### Exercise goal
Rewrite the records below from the line holding "Pick out the white foam" through the end of the records, both ends included, changing every "white foam" to "whitewater" and nothing else. Give only those lines.

### Information supplied
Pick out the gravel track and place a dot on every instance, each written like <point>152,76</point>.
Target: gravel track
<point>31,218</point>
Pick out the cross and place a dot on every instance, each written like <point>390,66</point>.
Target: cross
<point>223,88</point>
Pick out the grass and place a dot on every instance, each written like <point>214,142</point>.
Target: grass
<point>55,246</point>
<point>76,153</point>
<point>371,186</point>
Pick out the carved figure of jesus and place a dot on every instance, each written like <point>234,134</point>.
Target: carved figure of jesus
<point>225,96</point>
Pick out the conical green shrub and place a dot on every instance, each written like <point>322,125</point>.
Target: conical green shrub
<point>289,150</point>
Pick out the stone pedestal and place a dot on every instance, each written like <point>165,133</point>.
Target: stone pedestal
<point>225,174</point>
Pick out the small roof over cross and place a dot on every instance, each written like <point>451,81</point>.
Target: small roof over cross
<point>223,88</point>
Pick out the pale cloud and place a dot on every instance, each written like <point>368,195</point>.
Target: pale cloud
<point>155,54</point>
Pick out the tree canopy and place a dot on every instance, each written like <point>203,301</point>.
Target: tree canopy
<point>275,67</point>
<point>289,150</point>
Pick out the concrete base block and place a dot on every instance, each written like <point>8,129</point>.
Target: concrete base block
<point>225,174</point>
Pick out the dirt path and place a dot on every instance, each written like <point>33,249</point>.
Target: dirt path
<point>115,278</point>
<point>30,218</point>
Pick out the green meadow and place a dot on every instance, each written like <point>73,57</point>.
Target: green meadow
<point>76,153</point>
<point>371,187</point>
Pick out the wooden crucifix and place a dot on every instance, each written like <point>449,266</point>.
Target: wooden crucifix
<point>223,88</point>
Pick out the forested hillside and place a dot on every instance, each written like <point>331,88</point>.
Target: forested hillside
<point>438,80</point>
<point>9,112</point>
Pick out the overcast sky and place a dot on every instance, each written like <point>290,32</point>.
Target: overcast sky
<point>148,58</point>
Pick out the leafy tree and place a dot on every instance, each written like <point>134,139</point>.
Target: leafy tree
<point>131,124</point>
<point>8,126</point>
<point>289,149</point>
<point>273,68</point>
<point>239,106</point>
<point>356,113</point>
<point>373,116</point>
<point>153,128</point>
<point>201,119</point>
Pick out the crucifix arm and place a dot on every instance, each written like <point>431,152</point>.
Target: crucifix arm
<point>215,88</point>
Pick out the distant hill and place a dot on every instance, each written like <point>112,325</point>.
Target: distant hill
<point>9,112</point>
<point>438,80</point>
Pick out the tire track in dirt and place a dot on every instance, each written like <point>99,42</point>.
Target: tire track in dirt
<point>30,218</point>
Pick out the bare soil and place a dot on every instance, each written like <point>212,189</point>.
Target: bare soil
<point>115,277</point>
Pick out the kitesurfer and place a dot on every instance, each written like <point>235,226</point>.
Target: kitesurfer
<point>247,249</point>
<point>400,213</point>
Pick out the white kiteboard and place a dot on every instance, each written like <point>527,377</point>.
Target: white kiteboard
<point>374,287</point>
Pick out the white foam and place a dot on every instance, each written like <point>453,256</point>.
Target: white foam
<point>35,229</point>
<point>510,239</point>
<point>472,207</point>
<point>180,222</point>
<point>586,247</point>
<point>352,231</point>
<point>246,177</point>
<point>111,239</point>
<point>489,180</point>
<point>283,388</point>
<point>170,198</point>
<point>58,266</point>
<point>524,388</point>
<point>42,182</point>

### Final result
Pick out the whitewater and place a dot on every instance, each written like <point>453,256</point>.
Target: whitewater
<point>35,229</point>
<point>510,239</point>
<point>472,207</point>
<point>180,222</point>
<point>586,247</point>
<point>352,231</point>
<point>246,177</point>
<point>111,239</point>
<point>489,180</point>
<point>283,388</point>
<point>170,198</point>
<point>58,266</point>
<point>524,388</point>
<point>42,182</point>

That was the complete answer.